## START Document section

# LaTeXpOsEd: Data Mining Stage, Logical Filtering Substep

In this stage the non-LaTeX files are filtered based on whether they are imported into the final PDF or not, as well as whether they are likely to contain any insteresting information.

Before running this script:

- Complete: [2_parse.ipynb](1_parse.ipynb)

In [None]:
%pip install tqdm pillow detect-secrets

In [None]:
import os
import tarfile
import tempfile
from tqdm import tqdm
import shutil
import gzip
import json
import io
import re
import zipfile
from PIL import Image
from PIL.ExifTags import TAGS, GPSTAGS
from pathlib import Path
import logging
import pandas as pd

In [None]:
ARCHIVES_DIR = 'data/archives'
FILTERED_ARCHIVES_DIR = 'data/filtered_archives'
CLEANED_ARCHIVES_DIR = 'data/cleaned_archives'
LOG = 'data/logs'

1. Extract each to the temp folder
2. Perform filtering and logging
3. Write decompressed files to filtered_archives
4. Delete original tar to free up space

In [None]:
logging.basicConfig(
    level=logging.INFO,  # Show everything
    format='%(asctime)s %(levelname)s: %(message)s',
    filename=LOG,
)

#Auxiliary functions
def has_gps_exif(img):
    """Check if image has GPS/location EXIF data."""
    try:
        exif = img._getexif()

## END Document section

**Exercise instructions**
(A) Answer these from the logical filtering notebook:
(i) Which packages does the %pip install line install?
(ii) Which path is assigned to FILTERED_ARCHIVES_DIR?
(iii) Which logging level is passed to logging.basicConfig?
(B) List every constant in the logical filtering notebook that is assigned a path beginning with "data/".
(C) Rewrite the logical filtering notebook from "# LaTeXpOsEd: Data" to "any insteresting information.", replacing "PDF" with "document".

## START Dataset content

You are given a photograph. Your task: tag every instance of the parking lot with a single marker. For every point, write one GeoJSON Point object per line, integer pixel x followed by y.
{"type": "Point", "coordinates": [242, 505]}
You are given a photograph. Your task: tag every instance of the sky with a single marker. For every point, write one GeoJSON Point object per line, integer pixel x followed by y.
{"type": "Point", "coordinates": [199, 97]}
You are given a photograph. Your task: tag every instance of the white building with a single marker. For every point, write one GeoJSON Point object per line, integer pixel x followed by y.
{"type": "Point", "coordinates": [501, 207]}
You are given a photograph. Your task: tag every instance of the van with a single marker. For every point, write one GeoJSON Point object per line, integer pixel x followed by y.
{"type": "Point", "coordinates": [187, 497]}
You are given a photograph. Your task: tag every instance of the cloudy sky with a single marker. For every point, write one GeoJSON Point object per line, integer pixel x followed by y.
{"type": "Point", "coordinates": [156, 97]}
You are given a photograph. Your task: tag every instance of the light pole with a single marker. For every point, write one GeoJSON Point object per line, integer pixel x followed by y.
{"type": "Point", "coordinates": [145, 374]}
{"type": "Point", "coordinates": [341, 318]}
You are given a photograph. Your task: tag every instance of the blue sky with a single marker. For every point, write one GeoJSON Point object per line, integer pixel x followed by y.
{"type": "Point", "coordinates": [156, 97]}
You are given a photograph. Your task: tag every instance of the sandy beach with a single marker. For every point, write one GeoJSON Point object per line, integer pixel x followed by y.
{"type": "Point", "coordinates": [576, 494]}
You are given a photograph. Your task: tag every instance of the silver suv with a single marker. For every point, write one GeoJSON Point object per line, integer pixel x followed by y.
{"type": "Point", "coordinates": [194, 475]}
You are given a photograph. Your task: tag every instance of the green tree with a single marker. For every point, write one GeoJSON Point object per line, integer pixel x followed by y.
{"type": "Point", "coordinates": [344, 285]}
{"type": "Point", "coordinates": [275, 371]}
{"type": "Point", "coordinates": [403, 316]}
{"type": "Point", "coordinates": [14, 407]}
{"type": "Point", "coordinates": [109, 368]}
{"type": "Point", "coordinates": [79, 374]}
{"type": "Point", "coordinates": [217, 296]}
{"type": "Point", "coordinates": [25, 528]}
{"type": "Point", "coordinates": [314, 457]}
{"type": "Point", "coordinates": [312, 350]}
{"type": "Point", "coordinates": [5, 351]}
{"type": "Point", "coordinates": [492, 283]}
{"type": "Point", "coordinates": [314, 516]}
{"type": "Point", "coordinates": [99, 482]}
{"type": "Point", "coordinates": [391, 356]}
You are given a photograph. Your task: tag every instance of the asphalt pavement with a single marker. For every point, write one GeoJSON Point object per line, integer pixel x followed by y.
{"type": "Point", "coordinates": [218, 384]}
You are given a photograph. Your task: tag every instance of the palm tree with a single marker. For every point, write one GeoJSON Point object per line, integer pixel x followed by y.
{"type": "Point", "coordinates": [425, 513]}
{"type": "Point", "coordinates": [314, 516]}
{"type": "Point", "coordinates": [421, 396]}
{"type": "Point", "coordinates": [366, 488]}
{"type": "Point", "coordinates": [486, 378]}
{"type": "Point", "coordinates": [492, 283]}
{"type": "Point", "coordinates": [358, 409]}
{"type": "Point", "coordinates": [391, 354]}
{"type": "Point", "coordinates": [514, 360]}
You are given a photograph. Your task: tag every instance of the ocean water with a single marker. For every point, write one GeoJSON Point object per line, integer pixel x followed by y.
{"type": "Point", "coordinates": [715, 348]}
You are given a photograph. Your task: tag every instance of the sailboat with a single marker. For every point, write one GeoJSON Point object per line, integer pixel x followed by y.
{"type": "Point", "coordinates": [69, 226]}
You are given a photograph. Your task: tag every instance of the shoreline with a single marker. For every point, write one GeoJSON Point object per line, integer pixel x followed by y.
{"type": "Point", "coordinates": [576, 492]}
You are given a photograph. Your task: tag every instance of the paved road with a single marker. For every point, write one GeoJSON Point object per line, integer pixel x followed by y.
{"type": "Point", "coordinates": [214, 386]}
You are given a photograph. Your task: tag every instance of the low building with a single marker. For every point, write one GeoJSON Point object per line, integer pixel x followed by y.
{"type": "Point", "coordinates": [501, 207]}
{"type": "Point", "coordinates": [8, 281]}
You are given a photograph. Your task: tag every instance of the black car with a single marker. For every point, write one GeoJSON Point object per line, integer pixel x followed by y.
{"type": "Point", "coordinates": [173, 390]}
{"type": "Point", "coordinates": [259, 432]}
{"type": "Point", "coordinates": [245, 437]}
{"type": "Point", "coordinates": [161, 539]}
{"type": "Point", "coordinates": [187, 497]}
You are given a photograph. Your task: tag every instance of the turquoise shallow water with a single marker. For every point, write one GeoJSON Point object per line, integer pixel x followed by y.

## END Dataset content

**Expected results**
(A)
(i) tqdm, pillow, and detect-secrets
(ii) 'data/filtered_archives'
(iii) logging.INFO

(B)
ARCHIVES_DIR
FILTERED_ARCHIVES_DIR
CLEANED_ARCHIVES_DIR
LOG

(C)
# LaTeXpOsEd: Data Mining Stage, Logical Filtering Substep

In this stage the non-LaTeX files are filtered based on whether they are imported into the final document or not, as well as whether they are likely to contain any insteresting information.